-- REQUEST --
Locate each line in the items below that contains the word "water", matching case exactly, and copy those lines.

-------- DATASET

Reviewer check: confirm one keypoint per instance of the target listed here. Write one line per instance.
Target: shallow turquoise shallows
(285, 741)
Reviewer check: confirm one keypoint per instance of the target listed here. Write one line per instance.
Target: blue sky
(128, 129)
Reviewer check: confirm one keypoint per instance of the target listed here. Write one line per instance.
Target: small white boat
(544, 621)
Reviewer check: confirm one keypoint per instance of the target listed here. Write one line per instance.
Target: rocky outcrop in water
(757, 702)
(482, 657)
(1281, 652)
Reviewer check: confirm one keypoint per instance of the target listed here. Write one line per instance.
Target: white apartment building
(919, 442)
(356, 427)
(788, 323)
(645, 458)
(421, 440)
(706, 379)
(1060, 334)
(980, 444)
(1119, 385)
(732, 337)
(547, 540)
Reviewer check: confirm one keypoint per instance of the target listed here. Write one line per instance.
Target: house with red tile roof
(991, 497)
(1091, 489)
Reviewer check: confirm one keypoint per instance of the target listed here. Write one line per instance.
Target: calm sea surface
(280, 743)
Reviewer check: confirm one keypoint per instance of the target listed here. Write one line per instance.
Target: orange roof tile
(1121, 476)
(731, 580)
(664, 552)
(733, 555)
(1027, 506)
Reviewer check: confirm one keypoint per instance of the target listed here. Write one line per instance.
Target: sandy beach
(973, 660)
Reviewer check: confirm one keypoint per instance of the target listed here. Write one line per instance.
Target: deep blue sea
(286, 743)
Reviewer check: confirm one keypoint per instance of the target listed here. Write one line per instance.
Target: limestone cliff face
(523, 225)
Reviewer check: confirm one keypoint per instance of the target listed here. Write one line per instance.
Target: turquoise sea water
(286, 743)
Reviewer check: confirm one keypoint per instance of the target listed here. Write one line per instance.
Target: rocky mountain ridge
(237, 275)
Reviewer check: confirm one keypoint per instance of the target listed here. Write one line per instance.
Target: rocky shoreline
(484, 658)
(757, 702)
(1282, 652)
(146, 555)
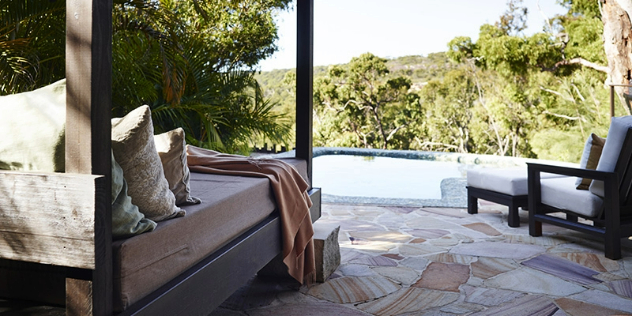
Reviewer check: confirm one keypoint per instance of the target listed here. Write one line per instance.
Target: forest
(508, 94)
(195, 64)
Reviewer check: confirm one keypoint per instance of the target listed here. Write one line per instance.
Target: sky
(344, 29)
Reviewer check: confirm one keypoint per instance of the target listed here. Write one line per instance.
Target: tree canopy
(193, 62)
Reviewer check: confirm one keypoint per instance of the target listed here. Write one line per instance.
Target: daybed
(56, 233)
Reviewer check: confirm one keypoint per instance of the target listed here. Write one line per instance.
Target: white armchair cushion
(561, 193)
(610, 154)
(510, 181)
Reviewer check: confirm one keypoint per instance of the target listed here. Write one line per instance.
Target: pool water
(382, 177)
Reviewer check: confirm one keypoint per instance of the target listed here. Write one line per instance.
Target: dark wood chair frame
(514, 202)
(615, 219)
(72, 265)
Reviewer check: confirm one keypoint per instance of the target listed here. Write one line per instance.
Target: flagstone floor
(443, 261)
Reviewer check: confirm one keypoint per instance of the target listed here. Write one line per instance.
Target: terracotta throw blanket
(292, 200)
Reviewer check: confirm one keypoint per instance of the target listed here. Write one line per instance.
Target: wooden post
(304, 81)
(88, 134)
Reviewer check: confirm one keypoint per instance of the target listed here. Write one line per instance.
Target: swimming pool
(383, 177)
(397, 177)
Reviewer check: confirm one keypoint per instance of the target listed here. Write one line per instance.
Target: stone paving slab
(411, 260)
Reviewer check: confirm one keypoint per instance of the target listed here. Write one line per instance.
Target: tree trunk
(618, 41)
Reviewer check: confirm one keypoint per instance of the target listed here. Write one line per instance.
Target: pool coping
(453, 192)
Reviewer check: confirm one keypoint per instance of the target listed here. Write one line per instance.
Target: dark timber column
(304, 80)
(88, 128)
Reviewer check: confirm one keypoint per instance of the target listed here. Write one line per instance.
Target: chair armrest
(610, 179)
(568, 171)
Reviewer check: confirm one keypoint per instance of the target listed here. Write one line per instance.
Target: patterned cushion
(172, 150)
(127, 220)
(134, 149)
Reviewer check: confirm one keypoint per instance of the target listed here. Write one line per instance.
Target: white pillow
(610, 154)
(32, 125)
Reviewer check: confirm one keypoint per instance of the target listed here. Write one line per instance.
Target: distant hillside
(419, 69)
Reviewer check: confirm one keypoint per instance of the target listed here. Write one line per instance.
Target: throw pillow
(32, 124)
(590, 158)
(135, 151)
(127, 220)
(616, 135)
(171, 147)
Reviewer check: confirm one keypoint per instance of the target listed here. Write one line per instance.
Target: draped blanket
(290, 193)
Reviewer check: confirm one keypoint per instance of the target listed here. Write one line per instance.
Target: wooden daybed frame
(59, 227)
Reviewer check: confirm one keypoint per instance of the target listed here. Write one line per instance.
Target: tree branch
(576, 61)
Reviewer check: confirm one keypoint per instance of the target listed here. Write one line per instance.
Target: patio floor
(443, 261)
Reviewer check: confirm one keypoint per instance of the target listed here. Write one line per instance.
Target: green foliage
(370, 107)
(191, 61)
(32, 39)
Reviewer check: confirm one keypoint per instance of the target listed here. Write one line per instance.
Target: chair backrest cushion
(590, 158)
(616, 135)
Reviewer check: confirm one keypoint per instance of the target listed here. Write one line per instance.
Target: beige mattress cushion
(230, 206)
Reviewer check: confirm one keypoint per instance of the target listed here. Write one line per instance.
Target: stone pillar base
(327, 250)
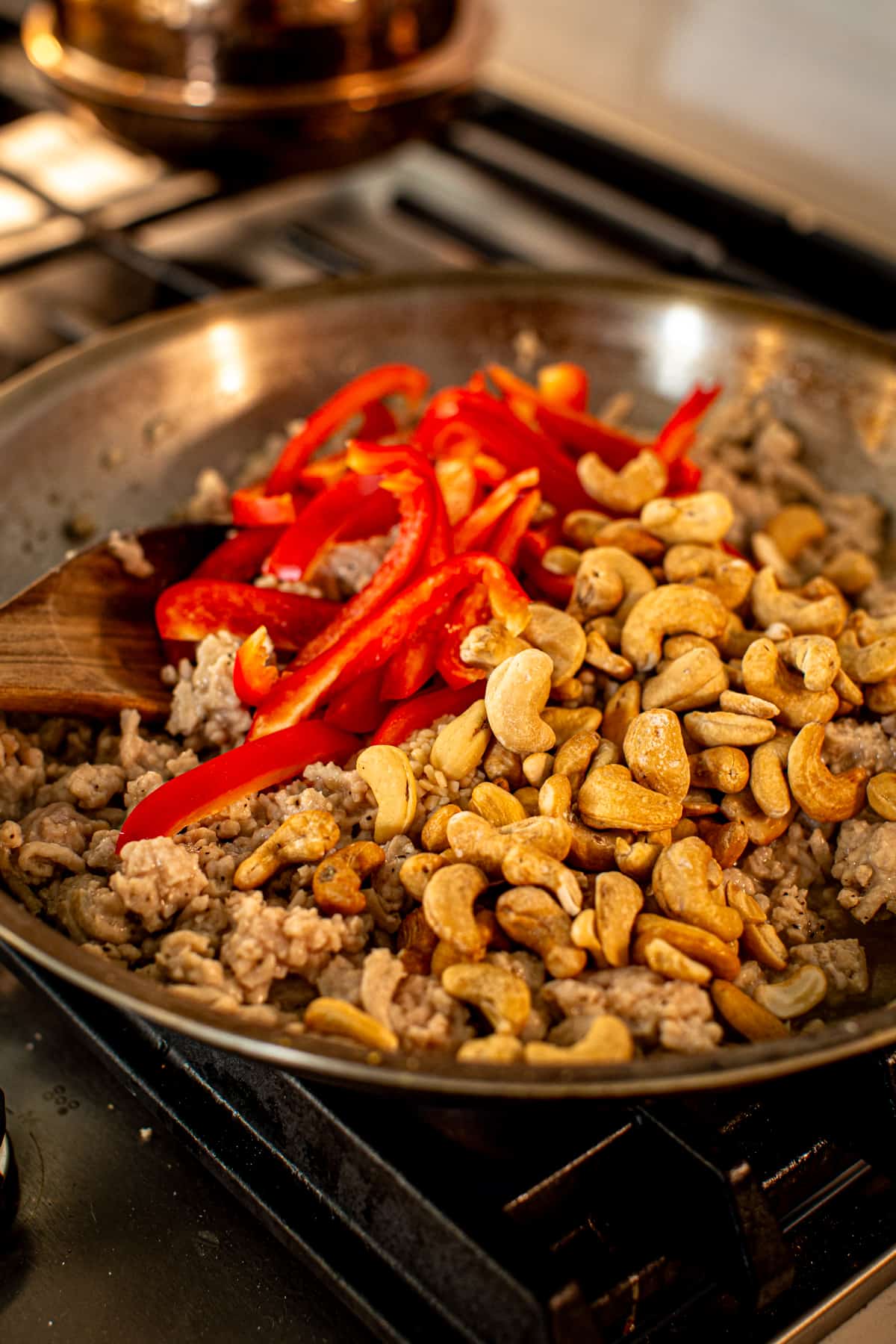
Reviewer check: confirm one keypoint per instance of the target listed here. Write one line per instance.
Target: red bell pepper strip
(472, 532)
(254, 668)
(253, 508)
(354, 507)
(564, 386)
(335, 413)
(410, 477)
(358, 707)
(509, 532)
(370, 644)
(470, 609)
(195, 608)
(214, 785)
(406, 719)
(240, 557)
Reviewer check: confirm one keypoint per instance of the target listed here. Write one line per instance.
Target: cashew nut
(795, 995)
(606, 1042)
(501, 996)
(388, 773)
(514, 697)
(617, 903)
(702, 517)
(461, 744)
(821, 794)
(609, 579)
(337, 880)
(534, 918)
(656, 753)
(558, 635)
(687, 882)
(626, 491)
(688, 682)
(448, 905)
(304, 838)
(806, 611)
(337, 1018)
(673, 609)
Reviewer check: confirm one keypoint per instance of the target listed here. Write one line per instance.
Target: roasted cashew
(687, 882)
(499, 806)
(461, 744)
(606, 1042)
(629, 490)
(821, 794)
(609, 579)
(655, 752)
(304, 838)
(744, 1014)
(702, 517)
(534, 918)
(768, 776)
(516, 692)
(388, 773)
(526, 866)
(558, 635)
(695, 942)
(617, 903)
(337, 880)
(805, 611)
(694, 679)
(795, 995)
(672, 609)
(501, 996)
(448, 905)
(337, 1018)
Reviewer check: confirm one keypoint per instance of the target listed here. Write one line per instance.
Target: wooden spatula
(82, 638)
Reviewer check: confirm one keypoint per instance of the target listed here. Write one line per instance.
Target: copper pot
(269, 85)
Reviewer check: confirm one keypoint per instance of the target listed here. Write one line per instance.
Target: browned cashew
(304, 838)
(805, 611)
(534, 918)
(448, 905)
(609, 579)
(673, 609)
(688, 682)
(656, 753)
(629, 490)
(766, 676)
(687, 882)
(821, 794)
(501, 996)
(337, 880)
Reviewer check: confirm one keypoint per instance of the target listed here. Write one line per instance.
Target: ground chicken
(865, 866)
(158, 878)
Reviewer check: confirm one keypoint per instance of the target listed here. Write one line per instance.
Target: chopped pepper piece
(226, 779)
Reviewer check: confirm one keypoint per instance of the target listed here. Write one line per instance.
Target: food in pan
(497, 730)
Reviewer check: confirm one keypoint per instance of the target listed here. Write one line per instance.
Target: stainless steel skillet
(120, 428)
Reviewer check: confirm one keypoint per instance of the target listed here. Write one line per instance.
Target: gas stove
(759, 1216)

----------------

-- RESULT FOR THIS TASK --
Target: rocky outcrop in water
Target: turquoise sea water
Target: pool water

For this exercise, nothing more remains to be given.